Reproduce all of the following lines word for word, omitting the pictures from your answer.

::::::::::

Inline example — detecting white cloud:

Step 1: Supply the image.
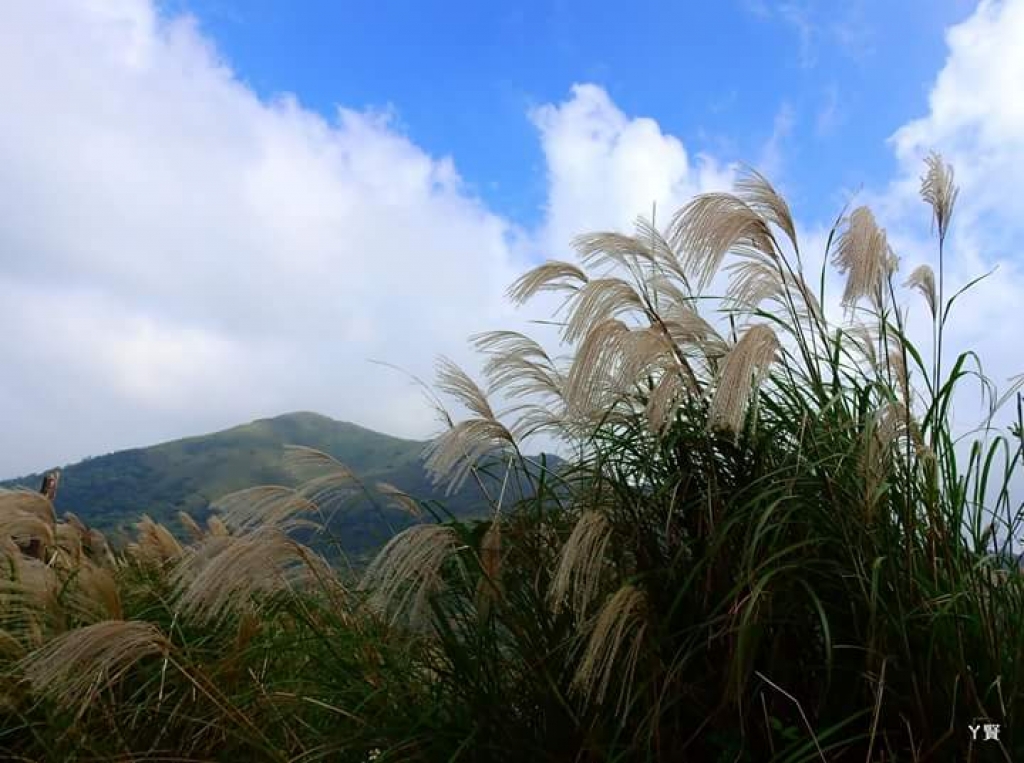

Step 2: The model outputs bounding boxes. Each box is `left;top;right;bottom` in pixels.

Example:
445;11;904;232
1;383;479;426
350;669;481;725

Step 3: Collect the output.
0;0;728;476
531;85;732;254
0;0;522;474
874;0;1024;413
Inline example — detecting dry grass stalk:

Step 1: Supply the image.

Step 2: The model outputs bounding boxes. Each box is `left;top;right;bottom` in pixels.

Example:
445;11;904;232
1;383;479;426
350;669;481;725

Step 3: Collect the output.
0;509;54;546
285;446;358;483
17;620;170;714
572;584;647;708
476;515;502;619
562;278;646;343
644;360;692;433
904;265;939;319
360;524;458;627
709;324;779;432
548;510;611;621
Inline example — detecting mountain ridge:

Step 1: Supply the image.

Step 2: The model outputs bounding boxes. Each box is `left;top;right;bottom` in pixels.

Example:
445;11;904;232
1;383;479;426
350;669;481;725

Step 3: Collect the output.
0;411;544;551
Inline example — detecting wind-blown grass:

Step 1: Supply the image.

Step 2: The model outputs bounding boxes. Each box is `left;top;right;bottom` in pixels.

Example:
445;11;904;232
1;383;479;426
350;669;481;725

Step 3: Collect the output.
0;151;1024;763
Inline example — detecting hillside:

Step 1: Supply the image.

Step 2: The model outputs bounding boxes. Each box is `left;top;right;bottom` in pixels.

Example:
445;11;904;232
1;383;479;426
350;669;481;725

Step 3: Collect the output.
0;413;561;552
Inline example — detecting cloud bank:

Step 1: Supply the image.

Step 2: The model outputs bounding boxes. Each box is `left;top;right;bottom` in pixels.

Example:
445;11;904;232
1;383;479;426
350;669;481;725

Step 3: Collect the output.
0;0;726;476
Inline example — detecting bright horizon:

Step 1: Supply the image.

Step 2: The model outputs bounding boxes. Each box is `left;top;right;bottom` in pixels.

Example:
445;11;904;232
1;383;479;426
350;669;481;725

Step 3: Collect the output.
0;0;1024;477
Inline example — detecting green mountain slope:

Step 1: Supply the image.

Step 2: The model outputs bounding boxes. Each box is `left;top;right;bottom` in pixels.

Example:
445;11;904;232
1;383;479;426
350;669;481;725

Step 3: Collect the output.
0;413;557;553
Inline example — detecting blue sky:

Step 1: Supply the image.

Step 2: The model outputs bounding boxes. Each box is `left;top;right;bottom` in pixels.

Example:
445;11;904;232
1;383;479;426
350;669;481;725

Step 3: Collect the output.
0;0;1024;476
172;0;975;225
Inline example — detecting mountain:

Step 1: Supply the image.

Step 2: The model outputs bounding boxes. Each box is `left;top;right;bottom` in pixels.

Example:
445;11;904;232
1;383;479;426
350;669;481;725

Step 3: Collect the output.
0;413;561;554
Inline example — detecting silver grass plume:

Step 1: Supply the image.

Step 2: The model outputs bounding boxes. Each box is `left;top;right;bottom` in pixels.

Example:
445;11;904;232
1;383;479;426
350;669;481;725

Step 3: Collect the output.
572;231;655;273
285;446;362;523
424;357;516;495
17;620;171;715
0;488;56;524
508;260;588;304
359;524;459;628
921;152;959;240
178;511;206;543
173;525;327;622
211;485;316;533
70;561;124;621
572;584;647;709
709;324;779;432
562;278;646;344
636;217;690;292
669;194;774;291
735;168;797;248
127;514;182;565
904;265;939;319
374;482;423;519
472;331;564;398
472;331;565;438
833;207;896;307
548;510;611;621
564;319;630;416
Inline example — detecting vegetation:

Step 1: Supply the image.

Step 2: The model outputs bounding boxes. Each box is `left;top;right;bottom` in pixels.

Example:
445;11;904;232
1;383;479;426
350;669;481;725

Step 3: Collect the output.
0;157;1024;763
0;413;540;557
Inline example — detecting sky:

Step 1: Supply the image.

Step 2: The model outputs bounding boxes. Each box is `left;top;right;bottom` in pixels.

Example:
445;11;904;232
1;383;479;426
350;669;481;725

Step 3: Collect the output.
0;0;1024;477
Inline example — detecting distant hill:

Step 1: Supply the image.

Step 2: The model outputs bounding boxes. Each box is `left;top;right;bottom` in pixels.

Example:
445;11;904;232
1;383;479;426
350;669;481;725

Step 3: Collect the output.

::::::::::

▶ **Final result**:
Inline example — detecting white cloud:

Step 1: Supply the image.

Step 2: The model outputs bounding boxes. Each box is `left;top;right;bottom` in pixels.

Example:
445;11;904;232
1;383;479;426
350;669;481;725

Step 3: Collect the output.
0;0;728;476
531;85;732;254
0;0;522;474
874;0;1024;413
Inline example — detecting dry grass stalk:

Step 1: Supply the image.

Step 2: The model outputs bounding boxes. Each box is `left;top;right;bottom` in pixels.

Example:
445;11;904;232
1;383;479;426
350;669;481;725

Step 3: Collect the output.
0;509;54;546
285;446;358;483
17;620;170;714
572;584;647;708
476;515;502;619
562;278;646;343
644;360;692;433
904;265;939;319
360;524;458;627
709;324;779;432
548;510;611;621
Inline example — detecting mountain ridge:

Step 1: Supply the image.

Step 2: The model outputs bounding boxes. Each box is `left;top;right;bottom` in pixels.

Example:
445;11;904;232
1;383;479;426
350;669;481;725

Step 3: Collect the output.
0;411;544;551
Inline example — detecting wind-blown grass:

Step 1: Supply the image.

Step 2: The model outputs bounding boxes. Each box is `left;top;right;bottom` in pixels.

Example:
445;11;904;232
1;383;479;426
350;669;481;725

Step 3: Collect the output.
0;151;1024;763
Inline example — detecting hillside:

Step 1: Supply the image.

Step 2: The model outputs bounding boxes. Each box is `left;top;right;bottom` in pixels.

Example:
445;11;904;232
1;383;479;426
350;669;481;725

Step 3: Collect the output.
0;413;561;552
Inline example — detecting cloud bank:

Step 1: Supply the image.

Step 2: The model outputs bounding boxes. Each box is `left;top;right;bottom` in pixels.

Example:
445;11;904;232
1;383;479;426
350;669;481;725

Step 3: Collect the output.
0;0;726;476
Inline example — detecting bright horizon:

Step 1: Supply the image.

Step 2: The model outputs bounding boxes. Each box is `left;top;right;bottom` in pixels.

Example:
445;11;904;232
1;383;479;426
350;669;481;725

Step 3: Collect the output.
0;0;1024;477
Inline example — detecting green mountain slope:

Step 1: Supply the image.

Step 2: The model outputs bounding boxes. Each box is `left;top;right;bottom` in pixels.

Example:
445;11;904;232
1;383;479;426
350;669;481;725

Step 3: Collect the output.
0;413;557;553
Inline example — detecting blue sky:

Step 1: Supply the image.

Step 2: The model outputs bounding boxes. Each box is `left;top;right;bottom` in pixels.

Example:
445;11;904;232
1;383;479;426
350;669;481;725

Step 3: Collect the output.
0;0;1024;476
172;0;975;225
Inline example — detecting mountain:

Step 1: Supply the image.

Step 2: The model outputs bounding boxes. Each box is `left;top;right;bottom` in pixels.

Example:
445;11;904;232
1;383;479;426
350;669;481;725

Step 3: Collect the output.
0;413;561;554
Inline example — detecting silver grass plume:

Step 1: Supply the image.

Step 2: The model outputs bounding boxes. Each box is `left;top;right;bottom` in pixels.

Example:
445;11;904;232
1;383;479;426
350;669;481;725

Step 3: Collect the output.
572;231;655;273
285;446;362;523
424;357;516;495
17;620;171;715
0;488;56;524
508;260;588;304
359;524;459;628
921;152;959;240
178;511;206;543
173;525;327;622
211;485;316;533
70;561;124;621
572;584;647;709
709;324;779;432
562;278;646;344
636;217;690;292
669;194;774;291
735;168;797;248
127;514;182;565
904;265;939;319
374;482;423;519
472;331;564;398
472;331;565;438
833;207;896;307
548;510;611;621
564;319;630;416
Inline example — detecting vegetation:

Step 1: Supply the image.

Step 2: The model outputs bounding boxes. Each box is `left;top;right;bottom` in pixels.

Example:
445;11;904;232
1;383;479;426
350;669;481;725

Step 3: Collect the output.
0;157;1024;763
0;413;540;557
Inline example — detecting sky:

Step 1: Supply the image.

Step 2: The model outputs bounding boxes. Each box is `left;top;right;bottom` in pixels.

Example:
445;11;904;232
1;383;479;426
350;669;481;725

Step 3: Collect the output.
0;0;1024;477
Inline example — detecting distant hill:

Step 1: Supply the image.

Step 2: The model outputs bounding boxes. Each box is `left;top;right;bottom` in pixels.

Example:
445;11;904;232
1;383;479;426
350;669;481;725

Step 3: Collect the output.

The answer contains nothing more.